Task prompt ::
List every line of the data below that contains the word "wooden", copying each line in full.

** start of Stored records **

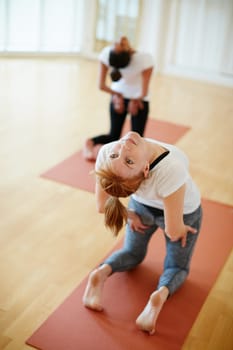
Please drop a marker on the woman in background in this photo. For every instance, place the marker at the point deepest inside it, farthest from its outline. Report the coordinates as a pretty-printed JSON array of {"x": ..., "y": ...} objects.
[
  {"x": 130, "y": 72},
  {"x": 162, "y": 194}
]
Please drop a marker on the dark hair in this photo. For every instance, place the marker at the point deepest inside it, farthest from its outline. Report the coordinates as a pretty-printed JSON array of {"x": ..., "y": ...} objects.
[
  {"x": 118, "y": 60},
  {"x": 115, "y": 74}
]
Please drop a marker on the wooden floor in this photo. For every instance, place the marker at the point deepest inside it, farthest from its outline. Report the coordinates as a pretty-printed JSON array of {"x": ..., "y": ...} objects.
[{"x": 50, "y": 234}]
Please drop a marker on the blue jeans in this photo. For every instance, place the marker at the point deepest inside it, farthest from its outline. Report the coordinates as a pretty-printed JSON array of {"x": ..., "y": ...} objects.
[{"x": 177, "y": 259}]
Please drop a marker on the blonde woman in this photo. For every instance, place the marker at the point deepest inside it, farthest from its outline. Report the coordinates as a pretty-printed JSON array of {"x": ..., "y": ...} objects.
[{"x": 162, "y": 194}]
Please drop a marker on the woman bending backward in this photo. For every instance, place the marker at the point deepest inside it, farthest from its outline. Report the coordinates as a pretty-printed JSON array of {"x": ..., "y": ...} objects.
[{"x": 162, "y": 194}]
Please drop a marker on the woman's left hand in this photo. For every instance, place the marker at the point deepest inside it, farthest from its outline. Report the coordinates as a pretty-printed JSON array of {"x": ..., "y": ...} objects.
[
  {"x": 183, "y": 237},
  {"x": 135, "y": 222}
]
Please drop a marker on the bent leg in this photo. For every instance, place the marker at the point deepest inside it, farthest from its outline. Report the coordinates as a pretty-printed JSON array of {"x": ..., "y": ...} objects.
[
  {"x": 133, "y": 251},
  {"x": 178, "y": 258}
]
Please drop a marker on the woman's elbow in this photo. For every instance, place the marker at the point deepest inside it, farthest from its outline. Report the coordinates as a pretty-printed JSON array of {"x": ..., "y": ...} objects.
[{"x": 100, "y": 209}]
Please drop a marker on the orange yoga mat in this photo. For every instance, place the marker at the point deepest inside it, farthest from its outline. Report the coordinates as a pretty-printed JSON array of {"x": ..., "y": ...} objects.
[
  {"x": 73, "y": 327},
  {"x": 75, "y": 170}
]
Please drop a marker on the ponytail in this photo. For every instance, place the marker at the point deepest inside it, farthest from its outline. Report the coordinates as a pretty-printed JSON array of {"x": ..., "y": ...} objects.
[{"x": 116, "y": 214}]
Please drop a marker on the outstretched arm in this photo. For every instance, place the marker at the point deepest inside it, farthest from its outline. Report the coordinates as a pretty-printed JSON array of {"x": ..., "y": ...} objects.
[{"x": 175, "y": 228}]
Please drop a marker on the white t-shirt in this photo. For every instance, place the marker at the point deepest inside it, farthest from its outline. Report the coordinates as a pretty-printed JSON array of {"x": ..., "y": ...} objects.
[
  {"x": 164, "y": 179},
  {"x": 130, "y": 85}
]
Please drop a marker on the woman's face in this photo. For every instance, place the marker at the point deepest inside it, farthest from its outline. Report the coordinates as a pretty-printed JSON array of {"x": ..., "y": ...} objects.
[{"x": 127, "y": 156}]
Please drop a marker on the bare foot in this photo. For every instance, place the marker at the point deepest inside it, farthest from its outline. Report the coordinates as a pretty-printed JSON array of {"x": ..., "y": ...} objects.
[
  {"x": 93, "y": 291},
  {"x": 147, "y": 319},
  {"x": 88, "y": 151}
]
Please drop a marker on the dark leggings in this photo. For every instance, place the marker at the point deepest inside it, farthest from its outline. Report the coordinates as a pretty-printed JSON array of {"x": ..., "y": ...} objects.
[{"x": 138, "y": 123}]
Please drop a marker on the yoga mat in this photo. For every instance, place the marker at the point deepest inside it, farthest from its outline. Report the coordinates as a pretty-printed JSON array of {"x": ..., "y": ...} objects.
[
  {"x": 72, "y": 326},
  {"x": 75, "y": 170}
]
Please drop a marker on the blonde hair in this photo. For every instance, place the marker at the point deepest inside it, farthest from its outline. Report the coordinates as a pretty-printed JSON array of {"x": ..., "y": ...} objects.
[{"x": 115, "y": 213}]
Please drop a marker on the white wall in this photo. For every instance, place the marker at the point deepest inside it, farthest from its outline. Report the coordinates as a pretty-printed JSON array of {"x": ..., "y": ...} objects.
[{"x": 191, "y": 38}]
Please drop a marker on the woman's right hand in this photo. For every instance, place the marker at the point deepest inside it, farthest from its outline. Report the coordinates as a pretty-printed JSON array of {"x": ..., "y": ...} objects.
[
  {"x": 135, "y": 222},
  {"x": 118, "y": 103}
]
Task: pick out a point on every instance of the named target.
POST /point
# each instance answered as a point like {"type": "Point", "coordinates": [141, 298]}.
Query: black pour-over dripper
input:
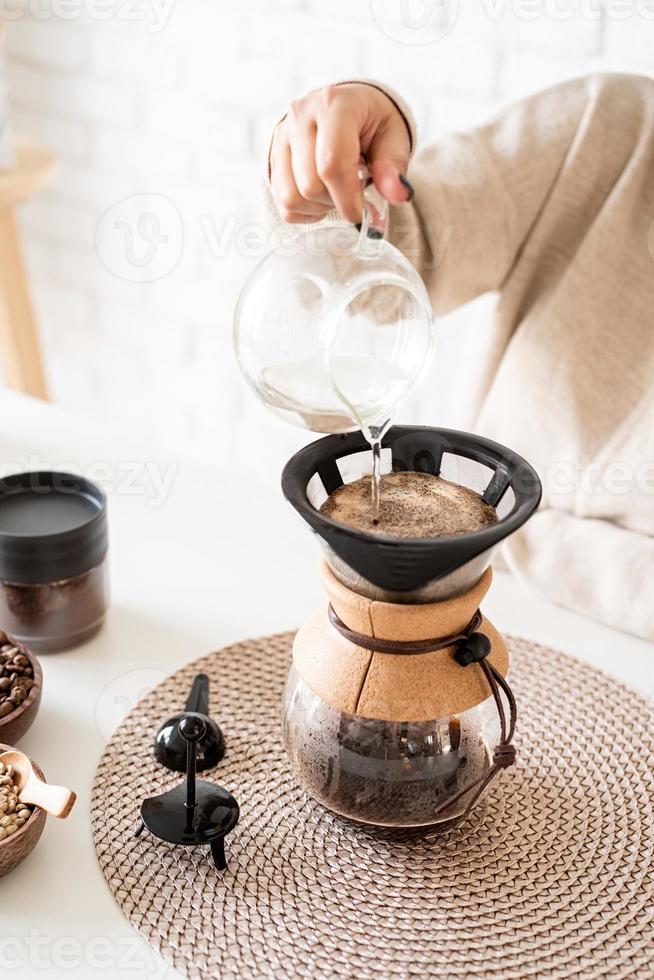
{"type": "Point", "coordinates": [195, 812]}
{"type": "Point", "coordinates": [408, 564]}
{"type": "Point", "coordinates": [170, 746]}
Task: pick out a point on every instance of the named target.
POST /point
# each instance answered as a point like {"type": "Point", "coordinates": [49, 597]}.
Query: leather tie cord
{"type": "Point", "coordinates": [406, 647]}
{"type": "Point", "coordinates": [504, 752]}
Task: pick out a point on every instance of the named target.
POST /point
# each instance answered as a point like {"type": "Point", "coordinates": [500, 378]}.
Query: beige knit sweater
{"type": "Point", "coordinates": [551, 205]}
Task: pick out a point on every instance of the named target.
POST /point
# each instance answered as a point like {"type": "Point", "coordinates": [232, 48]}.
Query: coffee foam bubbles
{"type": "Point", "coordinates": [413, 505]}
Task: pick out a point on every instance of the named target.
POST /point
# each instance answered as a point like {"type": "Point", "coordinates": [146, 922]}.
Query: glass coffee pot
{"type": "Point", "coordinates": [334, 328]}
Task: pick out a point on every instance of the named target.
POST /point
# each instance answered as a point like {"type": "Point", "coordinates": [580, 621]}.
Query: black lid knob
{"type": "Point", "coordinates": [192, 727]}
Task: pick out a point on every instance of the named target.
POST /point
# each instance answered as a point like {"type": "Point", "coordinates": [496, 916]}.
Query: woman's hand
{"type": "Point", "coordinates": [317, 147]}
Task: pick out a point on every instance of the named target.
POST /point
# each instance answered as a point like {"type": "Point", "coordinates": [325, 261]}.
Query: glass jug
{"type": "Point", "coordinates": [333, 329]}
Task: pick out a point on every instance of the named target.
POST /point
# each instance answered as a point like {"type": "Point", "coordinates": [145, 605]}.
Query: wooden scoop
{"type": "Point", "coordinates": [55, 800]}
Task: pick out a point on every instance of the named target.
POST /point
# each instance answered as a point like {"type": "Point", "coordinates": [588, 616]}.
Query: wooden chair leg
{"type": "Point", "coordinates": [19, 342]}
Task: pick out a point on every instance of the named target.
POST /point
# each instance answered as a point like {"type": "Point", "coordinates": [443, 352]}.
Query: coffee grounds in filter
{"type": "Point", "coordinates": [413, 505]}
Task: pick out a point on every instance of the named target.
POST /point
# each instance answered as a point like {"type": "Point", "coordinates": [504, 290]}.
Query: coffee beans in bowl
{"type": "Point", "coordinates": [21, 682]}
{"type": "Point", "coordinates": [20, 825]}
{"type": "Point", "coordinates": [13, 813]}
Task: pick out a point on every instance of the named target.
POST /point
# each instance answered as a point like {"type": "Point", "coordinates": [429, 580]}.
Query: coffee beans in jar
{"type": "Point", "coordinates": [54, 587]}
{"type": "Point", "coordinates": [13, 813]}
{"type": "Point", "coordinates": [16, 679]}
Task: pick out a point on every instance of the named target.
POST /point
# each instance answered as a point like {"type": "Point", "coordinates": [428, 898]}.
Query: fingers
{"type": "Point", "coordinates": [303, 163]}
{"type": "Point", "coordinates": [338, 150]}
{"type": "Point", "coordinates": [317, 147]}
{"type": "Point", "coordinates": [291, 204]}
{"type": "Point", "coordinates": [388, 157]}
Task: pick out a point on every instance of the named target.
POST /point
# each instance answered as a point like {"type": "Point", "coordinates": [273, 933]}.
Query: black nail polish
{"type": "Point", "coordinates": [405, 183]}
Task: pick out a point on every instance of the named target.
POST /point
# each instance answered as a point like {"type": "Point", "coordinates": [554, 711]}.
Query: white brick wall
{"type": "Point", "coordinates": [174, 98]}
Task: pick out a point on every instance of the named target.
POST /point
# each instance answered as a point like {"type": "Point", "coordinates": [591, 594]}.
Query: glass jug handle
{"type": "Point", "coordinates": [374, 222]}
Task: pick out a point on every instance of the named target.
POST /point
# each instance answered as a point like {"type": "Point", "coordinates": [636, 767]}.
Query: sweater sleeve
{"type": "Point", "coordinates": [482, 196]}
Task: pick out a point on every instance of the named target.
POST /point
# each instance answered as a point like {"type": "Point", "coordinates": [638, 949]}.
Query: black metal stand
{"type": "Point", "coordinates": [193, 812]}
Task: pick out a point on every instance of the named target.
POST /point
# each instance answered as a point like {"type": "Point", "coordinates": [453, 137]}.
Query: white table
{"type": "Point", "coordinates": [216, 559]}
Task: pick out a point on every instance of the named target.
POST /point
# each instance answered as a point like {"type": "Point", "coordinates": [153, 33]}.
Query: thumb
{"type": "Point", "coordinates": [388, 159]}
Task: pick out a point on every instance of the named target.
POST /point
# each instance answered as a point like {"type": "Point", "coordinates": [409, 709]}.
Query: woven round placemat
{"type": "Point", "coordinates": [552, 875]}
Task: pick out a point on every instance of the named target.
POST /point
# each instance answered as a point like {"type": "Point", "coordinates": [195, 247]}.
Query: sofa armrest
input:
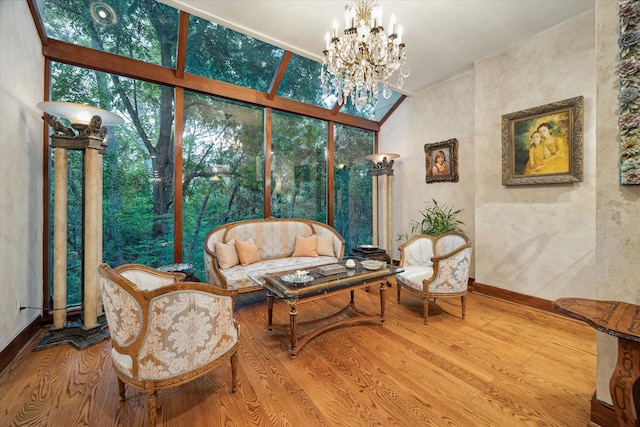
{"type": "Point", "coordinates": [147, 278]}
{"type": "Point", "coordinates": [417, 251]}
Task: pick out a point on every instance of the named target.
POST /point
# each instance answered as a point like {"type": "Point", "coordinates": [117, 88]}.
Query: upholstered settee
{"type": "Point", "coordinates": [233, 251]}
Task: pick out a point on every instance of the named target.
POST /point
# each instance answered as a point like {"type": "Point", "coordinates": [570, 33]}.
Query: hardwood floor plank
{"type": "Point", "coordinates": [504, 365]}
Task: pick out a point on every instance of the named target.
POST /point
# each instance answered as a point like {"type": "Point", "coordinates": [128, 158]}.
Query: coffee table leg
{"type": "Point", "coordinates": [383, 293]}
{"type": "Point", "coordinates": [293, 328]}
{"type": "Point", "coordinates": [269, 312]}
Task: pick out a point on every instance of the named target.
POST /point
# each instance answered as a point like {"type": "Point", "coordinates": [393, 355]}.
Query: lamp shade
{"type": "Point", "coordinates": [78, 114]}
{"type": "Point", "coordinates": [378, 157]}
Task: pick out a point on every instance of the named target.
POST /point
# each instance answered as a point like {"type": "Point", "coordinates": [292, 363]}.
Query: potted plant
{"type": "Point", "coordinates": [436, 220]}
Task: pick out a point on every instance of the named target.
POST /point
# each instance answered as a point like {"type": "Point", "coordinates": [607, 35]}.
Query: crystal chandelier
{"type": "Point", "coordinates": [364, 56]}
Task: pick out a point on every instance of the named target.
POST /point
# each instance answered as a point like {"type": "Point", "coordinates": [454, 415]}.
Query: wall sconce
{"type": "Point", "coordinates": [87, 134]}
{"type": "Point", "coordinates": [382, 165]}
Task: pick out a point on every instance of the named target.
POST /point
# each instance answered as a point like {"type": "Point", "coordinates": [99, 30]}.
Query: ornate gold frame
{"type": "Point", "coordinates": [450, 149]}
{"type": "Point", "coordinates": [567, 117]}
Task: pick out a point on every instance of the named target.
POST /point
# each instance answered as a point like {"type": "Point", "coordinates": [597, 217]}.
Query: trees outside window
{"type": "Point", "coordinates": [217, 163]}
{"type": "Point", "coordinates": [352, 185]}
{"type": "Point", "coordinates": [222, 168]}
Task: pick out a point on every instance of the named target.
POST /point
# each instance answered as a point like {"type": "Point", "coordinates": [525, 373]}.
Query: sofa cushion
{"type": "Point", "coordinates": [247, 251]}
{"type": "Point", "coordinates": [305, 246]}
{"type": "Point", "coordinates": [227, 254]}
{"type": "Point", "coordinates": [413, 275]}
{"type": "Point", "coordinates": [325, 245]}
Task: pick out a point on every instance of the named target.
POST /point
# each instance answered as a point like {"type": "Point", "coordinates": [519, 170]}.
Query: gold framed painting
{"type": "Point", "coordinates": [441, 161]}
{"type": "Point", "coordinates": [543, 145]}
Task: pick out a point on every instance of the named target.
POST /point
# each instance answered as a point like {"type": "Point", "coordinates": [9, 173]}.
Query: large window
{"type": "Point", "coordinates": [141, 29]}
{"type": "Point", "coordinates": [222, 152]}
{"type": "Point", "coordinates": [162, 194]}
{"type": "Point", "coordinates": [352, 185]}
{"type": "Point", "coordinates": [138, 170]}
{"type": "Point", "coordinates": [299, 167]}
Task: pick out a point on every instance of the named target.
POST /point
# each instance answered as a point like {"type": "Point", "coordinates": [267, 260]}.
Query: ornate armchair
{"type": "Point", "coordinates": [164, 332]}
{"type": "Point", "coordinates": [435, 268]}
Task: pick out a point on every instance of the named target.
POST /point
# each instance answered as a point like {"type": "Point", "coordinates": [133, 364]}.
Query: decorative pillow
{"type": "Point", "coordinates": [306, 246]}
{"type": "Point", "coordinates": [325, 245]}
{"type": "Point", "coordinates": [227, 254]}
{"type": "Point", "coordinates": [247, 251]}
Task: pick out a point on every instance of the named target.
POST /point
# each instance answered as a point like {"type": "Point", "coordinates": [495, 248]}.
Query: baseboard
{"type": "Point", "coordinates": [602, 414]}
{"type": "Point", "coordinates": [514, 297]}
{"type": "Point", "coordinates": [11, 351]}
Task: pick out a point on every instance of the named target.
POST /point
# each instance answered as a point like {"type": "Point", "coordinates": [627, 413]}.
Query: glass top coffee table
{"type": "Point", "coordinates": [296, 290]}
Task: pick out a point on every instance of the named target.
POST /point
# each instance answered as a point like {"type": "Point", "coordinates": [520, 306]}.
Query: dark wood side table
{"type": "Point", "coordinates": [621, 320]}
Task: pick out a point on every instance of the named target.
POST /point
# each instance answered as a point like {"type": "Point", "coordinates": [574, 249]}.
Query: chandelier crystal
{"type": "Point", "coordinates": [365, 56]}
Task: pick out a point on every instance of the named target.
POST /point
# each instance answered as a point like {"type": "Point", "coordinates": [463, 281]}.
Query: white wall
{"type": "Point", "coordinates": [21, 206]}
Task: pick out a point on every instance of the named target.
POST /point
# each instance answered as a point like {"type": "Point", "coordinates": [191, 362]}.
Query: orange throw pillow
{"type": "Point", "coordinates": [325, 245]}
{"type": "Point", "coordinates": [306, 246]}
{"type": "Point", "coordinates": [227, 254]}
{"type": "Point", "coordinates": [247, 251]}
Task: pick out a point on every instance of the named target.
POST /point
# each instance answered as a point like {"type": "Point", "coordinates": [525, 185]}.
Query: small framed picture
{"type": "Point", "coordinates": [442, 161]}
{"type": "Point", "coordinates": [543, 145]}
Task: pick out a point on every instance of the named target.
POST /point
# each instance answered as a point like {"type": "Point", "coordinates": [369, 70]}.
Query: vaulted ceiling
{"type": "Point", "coordinates": [443, 37]}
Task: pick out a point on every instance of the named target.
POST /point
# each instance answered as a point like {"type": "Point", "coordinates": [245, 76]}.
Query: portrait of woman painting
{"type": "Point", "coordinates": [442, 161]}
{"type": "Point", "coordinates": [543, 145]}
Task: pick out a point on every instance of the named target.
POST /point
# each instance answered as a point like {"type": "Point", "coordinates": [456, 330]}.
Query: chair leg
{"type": "Point", "coordinates": [234, 371]}
{"type": "Point", "coordinates": [121, 389]}
{"type": "Point", "coordinates": [152, 407]}
{"type": "Point", "coordinates": [425, 309]}
{"type": "Point", "coordinates": [464, 305]}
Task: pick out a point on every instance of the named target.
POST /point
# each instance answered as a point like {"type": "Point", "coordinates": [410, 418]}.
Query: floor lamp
{"type": "Point", "coordinates": [382, 165]}
{"type": "Point", "coordinates": [88, 135]}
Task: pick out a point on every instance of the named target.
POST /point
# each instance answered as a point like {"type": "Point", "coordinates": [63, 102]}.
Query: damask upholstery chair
{"type": "Point", "coordinates": [165, 332]}
{"type": "Point", "coordinates": [435, 267]}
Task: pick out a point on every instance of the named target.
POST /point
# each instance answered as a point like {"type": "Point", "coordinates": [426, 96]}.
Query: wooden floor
{"type": "Point", "coordinates": [504, 365]}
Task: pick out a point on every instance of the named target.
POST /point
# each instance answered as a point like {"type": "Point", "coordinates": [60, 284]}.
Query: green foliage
{"type": "Point", "coordinates": [436, 221]}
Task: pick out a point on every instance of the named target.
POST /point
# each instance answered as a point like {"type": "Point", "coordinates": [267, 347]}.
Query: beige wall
{"type": "Point", "coordinates": [547, 241]}
{"type": "Point", "coordinates": [21, 88]}
{"type": "Point", "coordinates": [439, 113]}
{"type": "Point", "coordinates": [536, 240]}
{"type": "Point", "coordinates": [617, 207]}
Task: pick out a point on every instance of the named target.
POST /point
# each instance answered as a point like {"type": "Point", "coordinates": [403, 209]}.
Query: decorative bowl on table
{"type": "Point", "coordinates": [371, 264]}
{"type": "Point", "coordinates": [300, 276]}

** end of Stored records **

Full answer ::
Please drop a marker on the wooden floor in this photo. For every instance, place the marker at the point deepest inside it, farthest from its outline. Report the coordinates as a pretty-printed JSON array of {"x": ..., "y": ...} objects.
Query: wooden scoop
Query: wooden chair leg
Query: wooden floor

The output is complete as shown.